** Task goal **
Begin with the line that holds "Locate the blue ship" and retype through the last line of the listing below, exactly; pictures are not part of the copy.

---- Records for processing

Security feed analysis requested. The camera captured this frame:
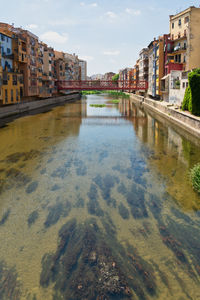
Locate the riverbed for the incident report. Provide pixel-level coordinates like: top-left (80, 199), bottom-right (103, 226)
top-left (0, 94), bottom-right (200, 300)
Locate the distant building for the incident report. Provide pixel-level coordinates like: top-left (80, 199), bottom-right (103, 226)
top-left (91, 74), bottom-right (104, 80)
top-left (103, 72), bottom-right (115, 81)
top-left (139, 48), bottom-right (149, 82)
top-left (79, 59), bottom-right (87, 81)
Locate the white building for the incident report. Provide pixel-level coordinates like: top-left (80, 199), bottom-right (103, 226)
top-left (161, 70), bottom-right (189, 105)
top-left (79, 59), bottom-right (87, 81)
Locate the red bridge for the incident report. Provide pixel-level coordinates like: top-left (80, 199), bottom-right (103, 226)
top-left (56, 80), bottom-right (148, 91)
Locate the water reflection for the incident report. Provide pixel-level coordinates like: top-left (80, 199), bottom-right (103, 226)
top-left (0, 94), bottom-right (199, 299)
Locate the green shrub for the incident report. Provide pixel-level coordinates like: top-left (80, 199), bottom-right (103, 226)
top-left (190, 163), bottom-right (200, 193)
top-left (188, 69), bottom-right (200, 116)
top-left (182, 87), bottom-right (191, 111)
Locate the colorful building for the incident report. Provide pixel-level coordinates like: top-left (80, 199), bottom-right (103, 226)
top-left (138, 48), bottom-right (148, 82)
top-left (0, 31), bottom-right (23, 105)
top-left (169, 6), bottom-right (200, 71)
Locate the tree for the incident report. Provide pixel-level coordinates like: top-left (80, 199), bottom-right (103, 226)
top-left (112, 74), bottom-right (119, 82)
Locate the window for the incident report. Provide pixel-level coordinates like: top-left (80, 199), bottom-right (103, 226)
top-left (183, 82), bottom-right (185, 88)
top-left (16, 89), bottom-right (18, 101)
top-left (178, 19), bottom-right (182, 26)
top-left (172, 23), bottom-right (174, 29)
top-left (184, 29), bottom-right (187, 37)
top-left (1, 35), bottom-right (5, 41)
top-left (185, 16), bottom-right (189, 23)
top-left (7, 48), bottom-right (11, 54)
top-left (186, 82), bottom-right (189, 88)
top-left (5, 89), bottom-right (8, 103)
top-left (11, 90), bottom-right (14, 102)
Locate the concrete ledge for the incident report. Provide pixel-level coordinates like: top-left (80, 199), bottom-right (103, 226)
top-left (130, 94), bottom-right (200, 139)
top-left (0, 93), bottom-right (80, 119)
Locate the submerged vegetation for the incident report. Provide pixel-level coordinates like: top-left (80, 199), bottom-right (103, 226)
top-left (190, 163), bottom-right (200, 193)
top-left (40, 218), bottom-right (157, 299)
top-left (90, 104), bottom-right (106, 108)
top-left (109, 99), bottom-right (120, 104)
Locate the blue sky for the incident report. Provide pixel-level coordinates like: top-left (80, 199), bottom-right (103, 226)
top-left (1, 0), bottom-right (199, 75)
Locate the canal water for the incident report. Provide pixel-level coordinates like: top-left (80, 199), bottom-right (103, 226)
top-left (0, 94), bottom-right (200, 300)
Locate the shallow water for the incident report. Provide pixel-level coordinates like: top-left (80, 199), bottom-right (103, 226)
top-left (0, 94), bottom-right (200, 300)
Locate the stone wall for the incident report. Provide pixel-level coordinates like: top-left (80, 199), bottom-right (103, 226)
top-left (0, 93), bottom-right (80, 119)
top-left (130, 94), bottom-right (200, 139)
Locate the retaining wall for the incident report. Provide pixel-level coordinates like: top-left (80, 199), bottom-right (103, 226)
top-left (0, 93), bottom-right (80, 119)
top-left (130, 94), bottom-right (200, 139)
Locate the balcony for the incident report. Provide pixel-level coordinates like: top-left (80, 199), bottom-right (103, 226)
top-left (2, 53), bottom-right (14, 59)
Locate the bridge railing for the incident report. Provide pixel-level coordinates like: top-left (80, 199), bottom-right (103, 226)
top-left (56, 80), bottom-right (148, 91)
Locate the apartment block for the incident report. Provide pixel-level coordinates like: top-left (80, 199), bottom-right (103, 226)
top-left (139, 48), bottom-right (148, 82)
top-left (64, 53), bottom-right (80, 81)
top-left (79, 59), bottom-right (87, 81)
top-left (0, 31), bottom-right (23, 105)
top-left (169, 6), bottom-right (200, 71)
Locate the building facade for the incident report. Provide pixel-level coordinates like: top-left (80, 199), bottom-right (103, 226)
top-left (170, 6), bottom-right (200, 71)
top-left (79, 59), bottom-right (87, 81)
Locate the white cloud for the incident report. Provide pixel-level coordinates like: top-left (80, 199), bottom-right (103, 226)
top-left (40, 31), bottom-right (68, 44)
top-left (80, 2), bottom-right (98, 7)
top-left (103, 50), bottom-right (120, 56)
top-left (26, 24), bottom-right (38, 30)
top-left (125, 8), bottom-right (141, 16)
top-left (105, 11), bottom-right (117, 19)
top-left (90, 3), bottom-right (98, 7)
top-left (79, 55), bottom-right (94, 62)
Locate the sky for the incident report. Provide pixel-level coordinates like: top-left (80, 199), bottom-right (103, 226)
top-left (0, 0), bottom-right (200, 76)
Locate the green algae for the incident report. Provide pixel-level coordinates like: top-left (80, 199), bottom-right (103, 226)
top-left (27, 211), bottom-right (39, 227)
top-left (0, 209), bottom-right (11, 226)
top-left (26, 181), bottom-right (38, 194)
top-left (89, 104), bottom-right (106, 108)
top-left (118, 203), bottom-right (130, 220)
top-left (0, 261), bottom-right (21, 300)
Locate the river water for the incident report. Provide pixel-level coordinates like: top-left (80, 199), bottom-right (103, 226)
top-left (0, 94), bottom-right (200, 300)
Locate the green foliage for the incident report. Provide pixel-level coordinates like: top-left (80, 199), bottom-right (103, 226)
top-left (112, 74), bottom-right (119, 82)
top-left (90, 104), bottom-right (106, 108)
top-left (190, 163), bottom-right (200, 193)
top-left (107, 91), bottom-right (130, 98)
top-left (81, 90), bottom-right (103, 95)
top-left (175, 80), bottom-right (180, 89)
top-left (182, 87), bottom-right (191, 111)
top-left (188, 69), bottom-right (200, 116)
top-left (110, 99), bottom-right (120, 104)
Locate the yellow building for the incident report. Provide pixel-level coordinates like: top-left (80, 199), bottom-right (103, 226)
top-left (0, 29), bottom-right (24, 105)
top-left (170, 6), bottom-right (200, 71)
top-left (0, 50), bottom-right (2, 104)
top-left (1, 72), bottom-right (23, 105)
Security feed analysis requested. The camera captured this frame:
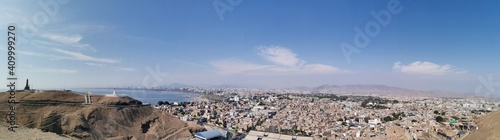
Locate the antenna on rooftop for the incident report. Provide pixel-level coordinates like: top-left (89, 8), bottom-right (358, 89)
top-left (63, 76), bottom-right (66, 90)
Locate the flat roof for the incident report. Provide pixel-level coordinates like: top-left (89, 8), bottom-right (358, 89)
top-left (194, 130), bottom-right (223, 140)
top-left (244, 130), bottom-right (313, 140)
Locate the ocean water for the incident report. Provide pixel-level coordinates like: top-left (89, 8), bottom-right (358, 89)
top-left (71, 88), bottom-right (199, 104)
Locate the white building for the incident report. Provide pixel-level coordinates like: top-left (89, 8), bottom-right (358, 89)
top-left (181, 115), bottom-right (192, 121)
top-left (368, 118), bottom-right (381, 125)
top-left (84, 92), bottom-right (92, 104)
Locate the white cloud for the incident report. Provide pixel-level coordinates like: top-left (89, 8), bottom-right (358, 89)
top-left (18, 50), bottom-right (65, 60)
top-left (40, 33), bottom-right (92, 49)
top-left (85, 62), bottom-right (135, 72)
top-left (41, 33), bottom-right (82, 44)
top-left (111, 66), bottom-right (136, 72)
top-left (85, 62), bottom-right (106, 67)
top-left (393, 61), bottom-right (467, 75)
top-left (303, 64), bottom-right (344, 73)
top-left (211, 46), bottom-right (348, 75)
top-left (265, 64), bottom-right (346, 74)
top-left (257, 46), bottom-right (305, 67)
top-left (53, 48), bottom-right (120, 63)
top-left (210, 60), bottom-right (274, 75)
top-left (21, 68), bottom-right (78, 74)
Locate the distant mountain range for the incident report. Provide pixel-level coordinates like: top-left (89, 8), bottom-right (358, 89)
top-left (314, 84), bottom-right (414, 92)
top-left (313, 84), bottom-right (481, 98)
top-left (311, 84), bottom-right (423, 96)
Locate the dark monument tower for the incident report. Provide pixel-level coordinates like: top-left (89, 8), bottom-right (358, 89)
top-left (24, 79), bottom-right (30, 90)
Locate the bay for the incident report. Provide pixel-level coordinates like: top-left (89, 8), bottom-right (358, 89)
top-left (71, 88), bottom-right (199, 104)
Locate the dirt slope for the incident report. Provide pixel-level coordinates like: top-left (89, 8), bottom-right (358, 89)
top-left (0, 91), bottom-right (204, 140)
top-left (0, 125), bottom-right (70, 140)
top-left (464, 110), bottom-right (500, 140)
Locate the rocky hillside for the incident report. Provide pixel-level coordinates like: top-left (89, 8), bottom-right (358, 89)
top-left (464, 110), bottom-right (500, 140)
top-left (0, 91), bottom-right (204, 140)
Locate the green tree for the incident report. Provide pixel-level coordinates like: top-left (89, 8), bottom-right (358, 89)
top-left (157, 101), bottom-right (164, 105)
top-left (361, 100), bottom-right (369, 107)
top-left (383, 116), bottom-right (393, 122)
top-left (435, 116), bottom-right (444, 122)
top-left (434, 110), bottom-right (439, 114)
top-left (339, 96), bottom-right (348, 101)
top-left (411, 119), bottom-right (417, 123)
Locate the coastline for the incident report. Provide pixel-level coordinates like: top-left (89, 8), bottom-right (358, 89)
top-left (71, 88), bottom-right (201, 104)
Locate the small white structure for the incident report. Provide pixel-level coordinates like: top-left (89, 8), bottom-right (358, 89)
top-left (369, 118), bottom-right (381, 125)
top-left (105, 89), bottom-right (127, 97)
top-left (234, 96), bottom-right (240, 102)
top-left (84, 92), bottom-right (92, 104)
top-left (181, 115), bottom-right (192, 121)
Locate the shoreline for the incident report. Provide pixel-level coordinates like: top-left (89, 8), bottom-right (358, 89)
top-left (70, 88), bottom-right (202, 104)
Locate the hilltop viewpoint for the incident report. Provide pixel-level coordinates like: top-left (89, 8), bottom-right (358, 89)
top-left (0, 91), bottom-right (204, 140)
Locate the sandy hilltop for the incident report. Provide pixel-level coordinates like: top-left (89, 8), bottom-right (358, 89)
top-left (0, 126), bottom-right (70, 140)
top-left (464, 110), bottom-right (500, 140)
top-left (0, 91), bottom-right (204, 140)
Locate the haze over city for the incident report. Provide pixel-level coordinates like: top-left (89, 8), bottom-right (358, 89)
top-left (1, 0), bottom-right (499, 95)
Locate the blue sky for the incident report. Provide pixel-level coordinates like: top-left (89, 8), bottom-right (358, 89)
top-left (0, 0), bottom-right (499, 94)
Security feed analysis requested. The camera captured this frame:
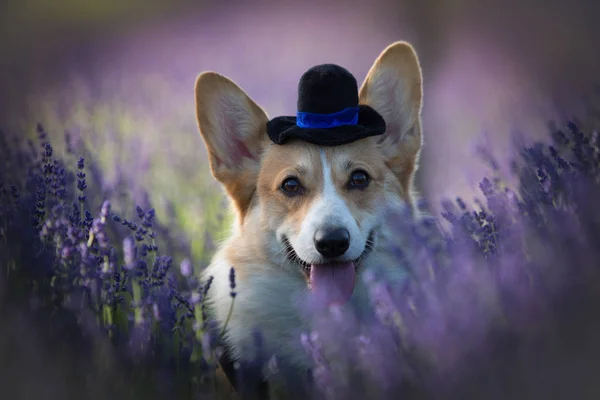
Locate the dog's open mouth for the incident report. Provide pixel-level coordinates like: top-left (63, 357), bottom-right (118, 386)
top-left (282, 231), bottom-right (375, 305)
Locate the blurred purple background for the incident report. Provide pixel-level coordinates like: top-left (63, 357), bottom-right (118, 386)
top-left (2, 0), bottom-right (600, 212)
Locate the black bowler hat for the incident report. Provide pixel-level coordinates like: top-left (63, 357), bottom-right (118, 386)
top-left (266, 64), bottom-right (386, 146)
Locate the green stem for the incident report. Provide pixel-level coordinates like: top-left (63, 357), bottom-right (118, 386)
top-left (151, 234), bottom-right (157, 265)
top-left (87, 231), bottom-right (94, 247)
top-left (194, 301), bottom-right (204, 338)
top-left (132, 278), bottom-right (143, 325)
top-left (219, 297), bottom-right (235, 338)
top-left (103, 304), bottom-right (114, 337)
top-left (102, 255), bottom-right (110, 274)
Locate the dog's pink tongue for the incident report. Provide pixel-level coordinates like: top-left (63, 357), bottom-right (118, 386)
top-left (309, 262), bottom-right (356, 306)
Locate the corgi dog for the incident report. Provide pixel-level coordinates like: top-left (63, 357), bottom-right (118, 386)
top-left (194, 41), bottom-right (424, 395)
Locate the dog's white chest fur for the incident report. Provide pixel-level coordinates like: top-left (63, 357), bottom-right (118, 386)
top-left (205, 252), bottom-right (313, 369)
top-left (203, 226), bottom-right (408, 373)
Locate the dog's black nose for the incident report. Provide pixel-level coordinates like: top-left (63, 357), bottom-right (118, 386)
top-left (314, 228), bottom-right (350, 258)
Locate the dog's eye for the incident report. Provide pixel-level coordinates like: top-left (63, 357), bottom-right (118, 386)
top-left (281, 177), bottom-right (302, 195)
top-left (348, 170), bottom-right (370, 189)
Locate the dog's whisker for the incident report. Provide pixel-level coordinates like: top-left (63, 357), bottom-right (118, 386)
top-left (364, 243), bottom-right (379, 253)
top-left (273, 246), bottom-right (287, 258)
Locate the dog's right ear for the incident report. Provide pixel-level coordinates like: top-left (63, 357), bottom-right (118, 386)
top-left (195, 72), bottom-right (269, 220)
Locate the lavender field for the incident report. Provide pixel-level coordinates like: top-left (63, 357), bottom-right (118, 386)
top-left (3, 1), bottom-right (600, 399)
top-left (3, 95), bottom-right (600, 399)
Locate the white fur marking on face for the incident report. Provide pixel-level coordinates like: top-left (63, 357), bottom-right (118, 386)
top-left (290, 150), bottom-right (366, 263)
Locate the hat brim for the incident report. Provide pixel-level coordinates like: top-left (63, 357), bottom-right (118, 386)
top-left (266, 105), bottom-right (386, 146)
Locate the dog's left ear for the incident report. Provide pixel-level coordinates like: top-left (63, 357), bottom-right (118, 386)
top-left (195, 72), bottom-right (269, 221)
top-left (359, 41), bottom-right (423, 195)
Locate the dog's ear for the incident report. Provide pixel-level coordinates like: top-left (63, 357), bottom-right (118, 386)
top-left (359, 41), bottom-right (423, 196)
top-left (195, 72), bottom-right (269, 220)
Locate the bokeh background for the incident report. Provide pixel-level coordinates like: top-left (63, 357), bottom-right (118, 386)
top-left (2, 0), bottom-right (600, 264)
top-left (2, 1), bottom-right (600, 398)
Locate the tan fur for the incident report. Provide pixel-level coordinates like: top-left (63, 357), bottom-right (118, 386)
top-left (256, 139), bottom-right (391, 245)
top-left (194, 72), bottom-right (270, 224)
top-left (193, 41), bottom-right (424, 383)
top-left (359, 42), bottom-right (424, 206)
top-left (257, 142), bottom-right (324, 230)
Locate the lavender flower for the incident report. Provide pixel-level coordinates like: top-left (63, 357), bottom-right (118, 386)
top-left (229, 266), bottom-right (236, 298)
top-left (203, 275), bottom-right (214, 297)
top-left (44, 143), bottom-right (53, 158)
top-left (2, 105), bottom-right (600, 400)
top-left (301, 332), bottom-right (335, 399)
top-left (100, 200), bottom-right (111, 220)
top-left (76, 157), bottom-right (87, 209)
top-left (179, 258), bottom-right (193, 277)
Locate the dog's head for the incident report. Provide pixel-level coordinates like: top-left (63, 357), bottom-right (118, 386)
top-left (195, 42), bottom-right (423, 304)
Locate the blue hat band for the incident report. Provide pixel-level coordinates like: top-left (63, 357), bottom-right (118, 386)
top-left (296, 106), bottom-right (359, 129)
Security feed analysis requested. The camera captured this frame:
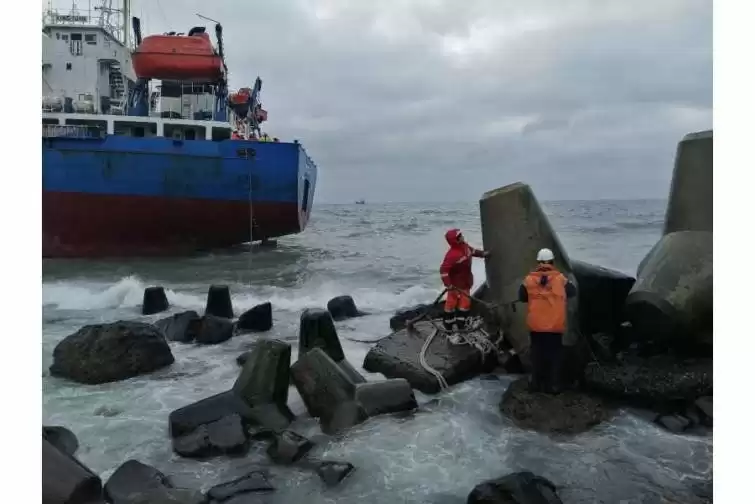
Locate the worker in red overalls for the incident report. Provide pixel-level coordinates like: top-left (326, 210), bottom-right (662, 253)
top-left (439, 228), bottom-right (490, 342)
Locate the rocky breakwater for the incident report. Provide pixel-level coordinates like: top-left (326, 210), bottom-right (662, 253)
top-left (581, 130), bottom-right (714, 433)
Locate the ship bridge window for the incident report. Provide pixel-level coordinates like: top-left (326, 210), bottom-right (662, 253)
top-left (164, 124), bottom-right (206, 141)
top-left (70, 33), bottom-right (82, 56)
top-left (64, 118), bottom-right (106, 137)
top-left (85, 34), bottom-right (97, 45)
top-left (42, 118), bottom-right (60, 126)
top-left (212, 128), bottom-right (231, 142)
top-left (114, 121), bottom-right (158, 138)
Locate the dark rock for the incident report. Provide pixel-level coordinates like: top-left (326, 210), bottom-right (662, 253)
top-left (389, 303), bottom-right (443, 332)
top-left (105, 460), bottom-right (204, 504)
top-left (571, 260), bottom-right (635, 336)
top-left (291, 348), bottom-right (367, 434)
top-left (205, 284), bottom-right (234, 319)
top-left (232, 339), bottom-right (294, 430)
top-left (155, 311), bottom-right (201, 343)
top-left (43, 438), bottom-right (103, 504)
top-left (684, 404), bottom-right (702, 427)
top-left (298, 308), bottom-right (345, 361)
top-left (354, 378), bottom-right (418, 417)
top-left (499, 378), bottom-right (615, 435)
top-left (583, 356), bottom-right (712, 408)
top-left (467, 471), bottom-right (562, 504)
top-left (266, 430), bottom-right (314, 464)
top-left (655, 414), bottom-right (691, 434)
top-left (326, 295), bottom-right (365, 321)
top-left (695, 396), bottom-right (713, 426)
top-left (173, 414), bottom-right (248, 459)
top-left (587, 332), bottom-right (616, 363)
top-left (314, 461), bottom-right (355, 487)
top-left (49, 321), bottom-right (175, 385)
top-left (195, 315), bottom-right (234, 345)
top-left (362, 321), bottom-right (497, 394)
top-left (142, 286), bottom-right (170, 315)
top-left (206, 471), bottom-right (273, 502)
top-left (236, 302), bottom-right (273, 333)
top-left (170, 391), bottom-right (268, 438)
top-left (43, 425), bottom-right (79, 456)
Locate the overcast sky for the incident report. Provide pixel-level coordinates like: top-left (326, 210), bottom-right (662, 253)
top-left (53, 0), bottom-right (712, 203)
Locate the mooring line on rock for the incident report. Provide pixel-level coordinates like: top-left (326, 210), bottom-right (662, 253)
top-left (419, 327), bottom-right (449, 391)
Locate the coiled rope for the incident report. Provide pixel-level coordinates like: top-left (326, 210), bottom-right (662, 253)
top-left (413, 287), bottom-right (503, 392)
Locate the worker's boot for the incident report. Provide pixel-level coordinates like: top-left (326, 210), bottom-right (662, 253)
top-left (442, 311), bottom-right (455, 332)
top-left (456, 309), bottom-right (470, 330)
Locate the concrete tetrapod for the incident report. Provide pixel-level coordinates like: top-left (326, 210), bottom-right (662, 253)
top-left (291, 348), bottom-right (367, 434)
top-left (43, 438), bottom-right (103, 504)
top-left (479, 182), bottom-right (580, 368)
top-left (663, 130), bottom-right (713, 235)
top-left (299, 308), bottom-right (367, 384)
top-left (292, 348), bottom-right (417, 434)
top-left (625, 230), bottom-right (713, 347)
top-left (232, 339), bottom-right (295, 430)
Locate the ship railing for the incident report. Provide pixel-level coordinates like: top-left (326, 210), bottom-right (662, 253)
top-left (42, 124), bottom-right (103, 139)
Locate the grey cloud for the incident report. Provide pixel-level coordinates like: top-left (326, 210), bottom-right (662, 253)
top-left (128, 0), bottom-right (711, 202)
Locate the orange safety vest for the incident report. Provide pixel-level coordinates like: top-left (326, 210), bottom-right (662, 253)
top-left (523, 265), bottom-right (568, 333)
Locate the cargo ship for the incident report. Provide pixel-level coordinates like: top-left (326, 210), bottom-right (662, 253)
top-left (42, 1), bottom-right (317, 257)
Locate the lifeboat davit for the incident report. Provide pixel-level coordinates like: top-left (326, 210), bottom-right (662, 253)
top-left (132, 29), bottom-right (223, 82)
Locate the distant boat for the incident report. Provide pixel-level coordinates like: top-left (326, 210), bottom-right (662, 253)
top-left (355, 199), bottom-right (365, 205)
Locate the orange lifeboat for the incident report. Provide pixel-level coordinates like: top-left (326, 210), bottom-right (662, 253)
top-left (132, 29), bottom-right (223, 82)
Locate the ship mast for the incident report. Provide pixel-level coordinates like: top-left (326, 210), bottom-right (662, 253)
top-left (94, 0), bottom-right (131, 47)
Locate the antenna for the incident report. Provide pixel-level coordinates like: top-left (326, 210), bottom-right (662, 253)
top-left (196, 13), bottom-right (221, 24)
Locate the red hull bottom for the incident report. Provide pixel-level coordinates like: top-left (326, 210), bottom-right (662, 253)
top-left (43, 192), bottom-right (302, 258)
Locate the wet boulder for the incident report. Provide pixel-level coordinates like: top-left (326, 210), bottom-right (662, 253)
top-left (291, 348), bottom-right (367, 434)
top-left (655, 414), bottom-right (692, 434)
top-left (354, 378), bottom-right (418, 417)
top-left (467, 471), bottom-right (563, 504)
top-left (205, 284), bottom-right (234, 319)
top-left (571, 260), bottom-right (635, 336)
top-left (104, 459), bottom-right (205, 504)
top-left (236, 302), bottom-right (273, 333)
top-left (362, 321), bottom-right (497, 394)
top-left (206, 471), bottom-right (274, 502)
top-left (43, 438), bottom-right (103, 504)
top-left (313, 461), bottom-right (356, 488)
top-left (266, 430), bottom-right (314, 464)
top-left (232, 339), bottom-right (295, 430)
top-left (43, 425), bottom-right (79, 456)
top-left (154, 311), bottom-right (201, 343)
top-left (194, 315), bottom-right (234, 345)
top-left (499, 378), bottom-right (615, 435)
top-left (583, 356), bottom-right (713, 408)
top-left (49, 321), bottom-right (175, 385)
top-left (327, 295), bottom-right (365, 321)
top-left (142, 286), bottom-right (170, 315)
top-left (389, 303), bottom-right (443, 332)
top-left (173, 413), bottom-right (249, 458)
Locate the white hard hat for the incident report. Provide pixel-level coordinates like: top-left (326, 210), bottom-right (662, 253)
top-left (536, 248), bottom-right (555, 262)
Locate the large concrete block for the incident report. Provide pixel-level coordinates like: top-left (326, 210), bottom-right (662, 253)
top-left (663, 130), bottom-right (713, 235)
top-left (479, 182), bottom-right (581, 367)
top-left (625, 231), bottom-right (712, 347)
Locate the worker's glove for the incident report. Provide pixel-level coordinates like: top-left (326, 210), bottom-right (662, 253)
top-left (483, 250), bottom-right (492, 258)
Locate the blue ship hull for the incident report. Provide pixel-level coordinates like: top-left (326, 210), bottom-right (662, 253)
top-left (42, 135), bottom-right (317, 257)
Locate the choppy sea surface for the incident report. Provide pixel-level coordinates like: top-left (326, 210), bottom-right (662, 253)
top-left (42, 200), bottom-right (712, 504)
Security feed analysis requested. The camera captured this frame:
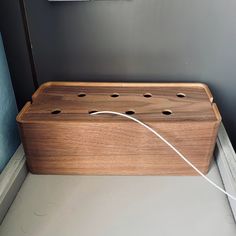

--------

** Answer section **
Locate the blue ship hull for the incident report. Provide pixel-level coordinates like: top-left (326, 210), bottom-right (662, 253)
top-left (42, 135), bottom-right (317, 257)
Locate the choppy sea surface for the incident report. Provide pixel-level coordinates like: top-left (326, 210), bottom-right (662, 253)
top-left (42, 200), bottom-right (712, 504)
Security feed analysis requested. The camera captured this frame:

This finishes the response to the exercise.